Entries from a pointing dataset
╭──
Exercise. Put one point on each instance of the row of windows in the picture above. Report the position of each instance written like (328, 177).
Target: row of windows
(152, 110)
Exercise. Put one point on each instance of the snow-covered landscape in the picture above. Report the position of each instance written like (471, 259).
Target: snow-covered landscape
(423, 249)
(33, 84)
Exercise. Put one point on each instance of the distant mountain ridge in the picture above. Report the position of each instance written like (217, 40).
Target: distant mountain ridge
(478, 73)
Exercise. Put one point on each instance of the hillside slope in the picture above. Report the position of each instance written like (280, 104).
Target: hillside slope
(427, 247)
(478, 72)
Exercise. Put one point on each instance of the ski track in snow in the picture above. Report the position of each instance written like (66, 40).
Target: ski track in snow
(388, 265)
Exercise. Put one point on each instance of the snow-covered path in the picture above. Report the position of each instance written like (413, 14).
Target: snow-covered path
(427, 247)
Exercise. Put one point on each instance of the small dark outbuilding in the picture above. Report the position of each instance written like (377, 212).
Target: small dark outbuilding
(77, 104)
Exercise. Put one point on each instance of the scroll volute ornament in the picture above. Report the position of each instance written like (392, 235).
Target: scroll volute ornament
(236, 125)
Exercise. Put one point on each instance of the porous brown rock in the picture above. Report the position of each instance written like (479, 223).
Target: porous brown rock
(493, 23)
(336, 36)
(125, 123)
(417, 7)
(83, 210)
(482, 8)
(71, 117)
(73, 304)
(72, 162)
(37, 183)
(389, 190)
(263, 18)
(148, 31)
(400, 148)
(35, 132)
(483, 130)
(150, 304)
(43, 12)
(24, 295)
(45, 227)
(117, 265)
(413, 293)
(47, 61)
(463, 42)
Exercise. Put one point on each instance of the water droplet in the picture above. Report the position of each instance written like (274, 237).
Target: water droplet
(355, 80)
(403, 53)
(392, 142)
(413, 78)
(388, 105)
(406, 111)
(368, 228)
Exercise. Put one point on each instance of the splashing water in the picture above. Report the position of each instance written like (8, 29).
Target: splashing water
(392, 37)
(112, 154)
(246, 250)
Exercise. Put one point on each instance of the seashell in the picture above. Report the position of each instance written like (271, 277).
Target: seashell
╰──
**Do this:** Change every "Target" in the records to "Label" and leave all other text as it is.

**Result of the task:**
Exercise. Put one point on each instance of the row of windows in the picture above. Report the position of each instance written like (328, 177).
Label: row of windows
(152, 110)
Exercise. Put one point on each instance of the snow-covered landscape in the picture above. Report the position of each instance written like (471, 259).
Label: snow-covered landscape
(423, 249)
(33, 84)
Exercise. Put one point on each instance of the distant mountain ridge in the picture above. Report the position of each instance written like (217, 40).
Label: distant mountain ridge
(478, 73)
Exercise. Put one point on each instance of the hillside slope in the picture above. Report the position of each instance written like (280, 104).
Label: hillside slope
(427, 247)
(478, 72)
Exercise. Put one point on each instance of the ski track in snow in the picture above. Report the position of each instance written like (66, 40).
Label: ski track in snow
(388, 265)
Exercise. Put one point on each instance of the snow-covered path in the picture above. Report the position of each instance written like (413, 14).
Label: snow-covered path
(427, 247)
Exercise. Put one point on each instance of the small dark outbuilding in the picture above. Report the position of each instance written like (377, 212).
Label: small dark outbuilding
(77, 104)
Exercise. Put one point on each instance of the scroll volute ornament in the picture above. Report the position of each instance written like (392, 235).
Label: scroll volute ornament
(236, 125)
Exercise. Put one point on each instance of the porous brown rock in the picture above. Report the position of each instance written like (479, 223).
Label: porous brown rock
(493, 23)
(336, 36)
(125, 123)
(417, 7)
(83, 210)
(482, 8)
(71, 117)
(73, 304)
(72, 162)
(37, 183)
(389, 190)
(263, 18)
(148, 31)
(400, 148)
(35, 132)
(483, 130)
(150, 304)
(43, 12)
(24, 295)
(45, 227)
(117, 265)
(413, 293)
(47, 61)
(463, 42)
Exercise. Put one point on each instance of the water droplet in the picture above. Report the position of each instance written like (274, 237).
Label: water droplet
(355, 80)
(403, 53)
(392, 142)
(413, 78)
(388, 105)
(406, 111)
(368, 228)
Exercise. Put one point on each instance of the splashing water in the picture above. Report the position of each instance written like (8, 29).
Label: splashing water
(392, 37)
(112, 154)
(246, 250)
Exercise. Put one point on each instance of the seashell in the picture above. Report the position of each instance written like (271, 277).
Label: seashell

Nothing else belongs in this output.